▸ **Exercise instructions**
Copy every one of the following rows out exactly, leaving each line unchanged.

>> Start Exercise input

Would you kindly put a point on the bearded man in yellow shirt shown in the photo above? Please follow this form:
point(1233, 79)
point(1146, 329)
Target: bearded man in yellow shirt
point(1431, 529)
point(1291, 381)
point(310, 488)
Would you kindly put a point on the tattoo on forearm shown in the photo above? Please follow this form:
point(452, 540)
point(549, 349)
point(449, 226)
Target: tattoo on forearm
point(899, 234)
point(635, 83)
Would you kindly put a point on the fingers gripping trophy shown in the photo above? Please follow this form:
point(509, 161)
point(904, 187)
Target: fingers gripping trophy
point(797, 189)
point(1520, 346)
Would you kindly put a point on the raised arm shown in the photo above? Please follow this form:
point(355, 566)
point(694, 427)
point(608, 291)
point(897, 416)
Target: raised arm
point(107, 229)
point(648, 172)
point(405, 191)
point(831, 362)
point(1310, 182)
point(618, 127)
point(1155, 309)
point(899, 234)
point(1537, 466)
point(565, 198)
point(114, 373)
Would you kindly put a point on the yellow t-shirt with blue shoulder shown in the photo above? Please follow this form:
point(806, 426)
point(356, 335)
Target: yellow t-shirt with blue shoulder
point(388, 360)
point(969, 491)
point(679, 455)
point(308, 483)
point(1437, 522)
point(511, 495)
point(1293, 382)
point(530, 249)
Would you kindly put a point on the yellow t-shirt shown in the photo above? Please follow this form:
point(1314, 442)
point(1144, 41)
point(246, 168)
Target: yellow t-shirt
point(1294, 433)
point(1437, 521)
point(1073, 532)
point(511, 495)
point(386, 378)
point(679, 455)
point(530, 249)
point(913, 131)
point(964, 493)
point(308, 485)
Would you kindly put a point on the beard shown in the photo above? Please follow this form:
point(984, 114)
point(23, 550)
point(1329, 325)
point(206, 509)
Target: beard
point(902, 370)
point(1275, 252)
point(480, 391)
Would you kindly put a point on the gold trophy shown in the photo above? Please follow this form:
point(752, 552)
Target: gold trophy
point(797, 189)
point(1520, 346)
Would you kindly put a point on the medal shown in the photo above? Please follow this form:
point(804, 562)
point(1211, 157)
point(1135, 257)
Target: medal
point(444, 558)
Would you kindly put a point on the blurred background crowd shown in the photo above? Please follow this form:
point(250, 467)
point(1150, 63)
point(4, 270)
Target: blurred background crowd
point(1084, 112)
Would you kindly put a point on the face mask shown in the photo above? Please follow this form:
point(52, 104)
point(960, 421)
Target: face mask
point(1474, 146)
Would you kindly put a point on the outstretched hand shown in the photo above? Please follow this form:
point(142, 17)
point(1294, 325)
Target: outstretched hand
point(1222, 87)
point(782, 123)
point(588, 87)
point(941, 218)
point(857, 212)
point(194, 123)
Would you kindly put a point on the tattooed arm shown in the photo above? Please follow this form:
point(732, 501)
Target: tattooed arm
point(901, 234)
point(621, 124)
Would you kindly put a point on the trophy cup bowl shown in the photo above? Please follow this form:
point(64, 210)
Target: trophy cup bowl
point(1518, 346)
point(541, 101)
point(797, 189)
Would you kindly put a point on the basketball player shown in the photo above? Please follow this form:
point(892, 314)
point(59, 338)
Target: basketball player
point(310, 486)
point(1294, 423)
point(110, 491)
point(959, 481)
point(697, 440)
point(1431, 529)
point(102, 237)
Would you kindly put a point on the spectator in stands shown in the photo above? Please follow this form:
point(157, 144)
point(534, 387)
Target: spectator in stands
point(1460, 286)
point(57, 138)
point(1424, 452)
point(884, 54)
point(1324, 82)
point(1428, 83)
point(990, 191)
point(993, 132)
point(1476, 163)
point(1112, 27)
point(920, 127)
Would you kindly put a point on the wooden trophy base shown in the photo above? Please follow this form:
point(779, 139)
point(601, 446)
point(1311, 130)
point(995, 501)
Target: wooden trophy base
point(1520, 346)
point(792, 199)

>> End Exercise input

▸ **Worked solution**
Would you kindly put a point on the bearded man in yellow shirt shown in the photo above? Please follow this form:
point(1233, 79)
point(1146, 329)
Target: bearded man in yellow shirt
point(1431, 529)
point(1291, 381)
point(310, 488)
Would you kindly put a point on the tattoo on forearm shown in the photo above? Please follow this form:
point(452, 540)
point(549, 349)
point(449, 226)
Target: tattoo on forearm
point(899, 234)
point(635, 83)
Would you kindly put a point on the fingers gripping trophy shown in the photo above? Please follow this form:
point(509, 161)
point(904, 187)
Target: fingers gripping trophy
point(797, 189)
point(1520, 346)
Would you kindly put a point on the raised arm shown in the photo above? Please follow this form:
point(355, 566)
point(694, 427)
point(608, 291)
point(897, 416)
Target: raised arm
point(107, 229)
point(648, 172)
point(405, 191)
point(831, 362)
point(1310, 182)
point(618, 127)
point(1155, 309)
point(899, 234)
point(1537, 466)
point(565, 198)
point(114, 373)
Would you kindly put a point on the yellow t-shirt with blue shoulder shown in the photo above? Please follow this form:
point(806, 426)
point(356, 335)
Target: yellow t-shirt with blue shoulder
point(388, 360)
point(969, 491)
point(679, 455)
point(308, 483)
point(1437, 522)
point(511, 495)
point(1293, 382)
point(530, 249)
Would you kindly put a point on the yellow t-shirt shown in the photo above? Please follow this form:
point(1314, 442)
point(1144, 41)
point(246, 168)
Target: yellow t-shirt
point(1294, 433)
point(1437, 521)
point(1073, 532)
point(511, 495)
point(386, 378)
point(679, 455)
point(530, 249)
point(913, 131)
point(964, 493)
point(308, 485)
Would you kindly put a point on the beard shown in the photo above? Please follow this form:
point(984, 114)
point(23, 550)
point(1329, 325)
point(206, 509)
Target: beard
point(902, 370)
point(1275, 252)
point(480, 391)
Would you kindly put a point on the gold trophy shown in the photo above? Please follow this form:
point(752, 552)
Target: gold trophy
point(797, 189)
point(1520, 346)
Would you kindly put a point on the medal shown in the photo above? Please follow this form:
point(804, 562)
point(1211, 157)
point(1135, 257)
Target: medal
point(444, 558)
Would you kindly put a point on the blurred background crowd shown in the photo above? Please follow this form:
point(250, 467)
point(1150, 63)
point(4, 270)
Target: blurred background crowd
point(1084, 112)
Would you kindly put a point on the face mask shown in the photo above? Please follow this form:
point(52, 104)
point(960, 421)
Target: face mask
point(1474, 146)
Would you kindly put a point on the outstretched hand shown in the photo above? Please follow this form:
point(142, 17)
point(1294, 325)
Target: outstretched hand
point(1222, 87)
point(782, 123)
point(588, 87)
point(941, 218)
point(857, 212)
point(194, 123)
Would you kindly put a point on the tattooed arm shown in the photo above? Please follow this form:
point(732, 501)
Target: tattooed arm
point(901, 234)
point(621, 124)
Would you kindly put a point on the trophy cup bowl shown in the photo above? Please follow this form:
point(64, 210)
Target: trophy cup bowl
point(1518, 346)
point(541, 101)
point(797, 189)
Would you kindly put a point on the basketball player shown in the photo above? Please follow this form:
point(892, 314)
point(59, 338)
Target: basketball player
point(310, 486)
point(1294, 423)
point(110, 491)
point(959, 481)
point(697, 440)
point(1431, 529)
point(102, 237)
Would you kindly put a point on the spectator in stands shown in the photo above? Please follow this form:
point(157, 144)
point(534, 387)
Target: spectator in stands
point(1460, 286)
point(57, 138)
point(1424, 452)
point(884, 54)
point(1324, 82)
point(1428, 83)
point(990, 191)
point(993, 132)
point(1476, 163)
point(1112, 27)
point(920, 127)
Would you kindly put a point on the wooden trophy base shown in the photo above? Please follow this form:
point(779, 139)
point(601, 446)
point(1311, 130)
point(995, 501)
Target: wooden trophy base
point(1520, 346)
point(792, 199)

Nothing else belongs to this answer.